**TASK INSTRUCTIONS:** Put the material below into a Markdown table with the columns Row and Line. Number the rows from 1 in order and leave out blank lines.

* Start *

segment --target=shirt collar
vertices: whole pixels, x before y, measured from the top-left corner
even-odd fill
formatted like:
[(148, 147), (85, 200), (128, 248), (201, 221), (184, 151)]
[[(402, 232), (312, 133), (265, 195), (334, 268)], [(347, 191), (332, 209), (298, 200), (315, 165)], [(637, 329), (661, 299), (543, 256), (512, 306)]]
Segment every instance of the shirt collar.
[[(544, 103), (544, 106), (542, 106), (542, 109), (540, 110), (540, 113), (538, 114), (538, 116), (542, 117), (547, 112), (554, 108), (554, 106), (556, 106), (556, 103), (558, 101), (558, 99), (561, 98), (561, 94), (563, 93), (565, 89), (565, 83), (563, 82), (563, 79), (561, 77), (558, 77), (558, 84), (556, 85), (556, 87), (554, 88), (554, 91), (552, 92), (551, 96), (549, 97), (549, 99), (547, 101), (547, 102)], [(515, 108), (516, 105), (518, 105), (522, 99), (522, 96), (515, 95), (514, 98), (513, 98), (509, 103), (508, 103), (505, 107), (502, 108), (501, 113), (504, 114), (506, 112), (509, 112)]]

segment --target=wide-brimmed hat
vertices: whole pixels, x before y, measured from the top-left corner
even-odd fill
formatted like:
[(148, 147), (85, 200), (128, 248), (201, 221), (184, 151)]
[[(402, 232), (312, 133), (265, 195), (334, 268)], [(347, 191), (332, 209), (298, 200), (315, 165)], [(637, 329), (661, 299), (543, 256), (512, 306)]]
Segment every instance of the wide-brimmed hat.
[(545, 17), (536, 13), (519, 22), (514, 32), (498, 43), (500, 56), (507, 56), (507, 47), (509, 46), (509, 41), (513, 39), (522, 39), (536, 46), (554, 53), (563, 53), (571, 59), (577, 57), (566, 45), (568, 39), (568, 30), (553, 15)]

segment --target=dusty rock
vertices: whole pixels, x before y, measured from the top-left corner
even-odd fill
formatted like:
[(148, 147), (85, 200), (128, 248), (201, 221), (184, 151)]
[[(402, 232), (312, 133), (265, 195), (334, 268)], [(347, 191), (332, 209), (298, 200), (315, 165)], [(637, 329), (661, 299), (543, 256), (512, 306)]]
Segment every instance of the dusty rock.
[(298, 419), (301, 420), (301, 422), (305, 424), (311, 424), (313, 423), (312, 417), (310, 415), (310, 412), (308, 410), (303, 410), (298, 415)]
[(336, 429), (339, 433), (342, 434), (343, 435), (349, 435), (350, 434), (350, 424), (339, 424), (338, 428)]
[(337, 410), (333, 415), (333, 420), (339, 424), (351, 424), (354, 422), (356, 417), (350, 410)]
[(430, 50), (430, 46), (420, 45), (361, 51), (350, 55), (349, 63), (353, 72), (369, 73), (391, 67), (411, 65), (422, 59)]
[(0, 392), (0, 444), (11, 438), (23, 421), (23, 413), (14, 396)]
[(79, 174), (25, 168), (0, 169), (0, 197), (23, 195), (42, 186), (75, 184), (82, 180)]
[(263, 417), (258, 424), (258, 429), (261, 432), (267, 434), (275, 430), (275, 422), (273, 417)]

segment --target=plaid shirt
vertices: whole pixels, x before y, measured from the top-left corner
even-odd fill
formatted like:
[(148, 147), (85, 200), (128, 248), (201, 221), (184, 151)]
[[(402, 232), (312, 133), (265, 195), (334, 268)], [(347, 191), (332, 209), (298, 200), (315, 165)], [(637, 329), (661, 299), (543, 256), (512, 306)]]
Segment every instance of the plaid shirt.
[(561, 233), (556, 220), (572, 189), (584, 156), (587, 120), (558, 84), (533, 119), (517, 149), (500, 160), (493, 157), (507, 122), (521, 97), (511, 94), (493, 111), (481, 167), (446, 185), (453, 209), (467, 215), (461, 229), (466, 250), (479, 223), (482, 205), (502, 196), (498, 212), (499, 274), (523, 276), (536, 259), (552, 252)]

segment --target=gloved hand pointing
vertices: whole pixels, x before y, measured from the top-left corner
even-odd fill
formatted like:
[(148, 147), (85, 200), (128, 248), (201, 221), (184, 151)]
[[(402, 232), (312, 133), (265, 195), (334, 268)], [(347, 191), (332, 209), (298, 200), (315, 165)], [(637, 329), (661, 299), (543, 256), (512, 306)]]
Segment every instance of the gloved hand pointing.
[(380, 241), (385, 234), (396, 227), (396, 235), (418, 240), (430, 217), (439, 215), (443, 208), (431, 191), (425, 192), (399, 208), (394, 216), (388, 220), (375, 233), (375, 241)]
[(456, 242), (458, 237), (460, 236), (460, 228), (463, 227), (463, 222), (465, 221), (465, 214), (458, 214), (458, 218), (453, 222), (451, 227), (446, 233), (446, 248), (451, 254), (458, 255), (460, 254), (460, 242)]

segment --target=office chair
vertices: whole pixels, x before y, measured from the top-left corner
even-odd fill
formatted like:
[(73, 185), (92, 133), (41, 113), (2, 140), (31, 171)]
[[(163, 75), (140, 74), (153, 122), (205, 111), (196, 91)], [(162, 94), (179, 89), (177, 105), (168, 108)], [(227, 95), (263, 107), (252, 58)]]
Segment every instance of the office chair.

* End *

**REPLY:**
| Row | Line |
|---|---|
| 1 | segment --target=shirt collar |
| 2 | vertices: whole pixels, x before y, measured from the top-left corner |
| 3 | even-odd fill |
| 4 | formatted like: |
| 5 | [(148, 147), (85, 200), (128, 248), (201, 221), (184, 151)] |
| 6 | [[(402, 232), (312, 133), (265, 195), (334, 268)], [(347, 191), (332, 209), (298, 200), (315, 165)], [(637, 329), (661, 299), (543, 256), (512, 306)]] |
| 7 | Segment every instance of the shirt collar. |
| 8 | [[(544, 103), (544, 106), (542, 106), (542, 109), (540, 110), (540, 113), (538, 114), (538, 116), (542, 117), (547, 112), (554, 108), (554, 106), (556, 106), (556, 103), (558, 101), (558, 99), (561, 98), (561, 94), (563, 93), (565, 89), (565, 83), (563, 82), (563, 79), (561, 77), (558, 77), (558, 84), (556, 85), (556, 87), (554, 88), (554, 91), (552, 92), (551, 96), (549, 97), (549, 99), (547, 101), (547, 102)], [(515, 108), (516, 105), (518, 105), (522, 99), (522, 96), (515, 95), (514, 98), (513, 98), (509, 103), (508, 103), (505, 107), (502, 108), (501, 113), (504, 114), (506, 112), (509, 112)]] |
| 9 | segment --target=wide-brimmed hat |
| 10 | vertices: whole pixels, x before y, measured from the top-left corner |
| 11 | even-odd fill |
| 12 | formatted like: |
| 13 | [(148, 147), (85, 200), (128, 248), (201, 221), (184, 151)] |
| 14 | [[(402, 232), (312, 133), (265, 195), (334, 268)], [(347, 191), (332, 209), (298, 200), (315, 165)], [(637, 329), (661, 299), (543, 256), (512, 306)]] |
| 15 | Segment every instance of the wide-brimmed hat. |
| 16 | [(545, 17), (536, 13), (519, 22), (514, 32), (498, 43), (500, 56), (507, 56), (507, 47), (509, 46), (509, 41), (513, 39), (522, 39), (536, 46), (554, 53), (563, 53), (571, 59), (577, 57), (566, 45), (568, 39), (568, 30), (553, 15)] |
| 17 | segment --target=dusty rock |
| 18 | vertices: whole pixels, x before y, measured from the top-left corner |
| 19 | even-odd fill |
| 20 | formatted like: |
| 21 | [(148, 147), (85, 200), (128, 248), (201, 221), (184, 151)] |
| 22 | [[(402, 232), (312, 133), (265, 195), (334, 268)], [(347, 191), (332, 209), (298, 200), (315, 165)], [(637, 329), (661, 299), (543, 256), (512, 306)]] |
| 23 | Segment every instance of the dusty rock. |
| 24 | [(298, 419), (301, 420), (301, 422), (305, 424), (311, 424), (313, 423), (312, 417), (310, 415), (310, 412), (308, 410), (303, 410), (298, 415)] |
| 25 | [(336, 429), (339, 433), (342, 434), (343, 435), (349, 435), (350, 434), (350, 424), (339, 424), (338, 428)] |
| 26 | [(337, 410), (333, 415), (333, 420), (339, 424), (351, 424), (354, 422), (356, 417), (350, 410)] |
| 27 | [(430, 50), (430, 46), (420, 45), (361, 51), (350, 55), (349, 63), (353, 72), (369, 73), (391, 67), (411, 65), (422, 59)] |
| 28 | [(0, 392), (0, 444), (11, 438), (23, 421), (23, 413), (14, 396)] |
| 29 | [(79, 174), (25, 168), (0, 169), (0, 197), (23, 195), (42, 186), (75, 184), (82, 180)] |
| 30 | [(263, 417), (258, 424), (258, 429), (261, 432), (267, 434), (275, 430), (275, 422), (273, 417)] |
| 31 | segment --target=plaid shirt |
| 32 | vertices: whole pixels, x before y, measured from the top-left corner |
| 33 | even-odd fill |
| 34 | formatted like: |
| 35 | [(148, 147), (85, 200), (128, 248), (201, 221), (184, 151)] |
| 36 | [[(402, 232), (312, 133), (265, 195), (334, 268)], [(347, 191), (332, 209), (298, 200), (315, 165)], [(637, 329), (661, 299), (543, 256), (512, 306)]] |
| 37 | Segment every instance of the plaid shirt. |
| 38 | [(561, 233), (556, 220), (572, 189), (584, 156), (587, 120), (558, 84), (533, 119), (517, 149), (500, 160), (493, 157), (507, 122), (521, 97), (511, 94), (493, 111), (481, 167), (446, 185), (453, 209), (467, 215), (461, 229), (466, 250), (479, 223), (482, 205), (502, 196), (498, 212), (499, 274), (523, 276), (536, 259), (552, 252)] |
| 39 | segment --target=gloved hand pointing |
| 40 | vertices: whole pixels, x before y, measured from the top-left corner |
| 41 | even-odd fill |
| 42 | formatted like: |
| 43 | [(148, 147), (85, 200), (128, 248), (201, 221), (184, 151)] |
| 44 | [[(402, 232), (312, 133), (265, 195), (334, 268)], [(347, 191), (332, 209), (298, 200), (315, 165)], [(637, 329), (661, 299), (543, 256), (512, 306)]] |
| 45 | Segment every instance of the gloved hand pointing. |
| 46 | [(380, 241), (385, 234), (396, 227), (396, 235), (418, 240), (430, 217), (439, 215), (443, 208), (431, 191), (425, 192), (399, 208), (394, 216), (388, 220), (375, 233), (375, 241)] |
| 47 | [(456, 242), (458, 237), (460, 236), (460, 228), (463, 227), (463, 222), (465, 221), (465, 214), (458, 214), (458, 218), (453, 222), (451, 227), (446, 233), (446, 248), (451, 254), (458, 255), (460, 254), (460, 242)] |
| 48 | segment --target=office chair |
| 49 | vertices: whole pixels, x before y, measured from the top-left corner |
| 50 | even-odd fill |
| 51 | formatted like: |
| 52 | [(73, 185), (92, 133), (41, 113), (2, 140), (31, 171)] |
| 53 | [[(163, 75), (140, 74), (153, 122), (205, 111), (196, 91)], [(162, 94), (179, 89), (177, 105), (168, 108)], [(227, 95), (263, 107), (252, 58)]] |
| 54 | Segment every instance of the office chair. |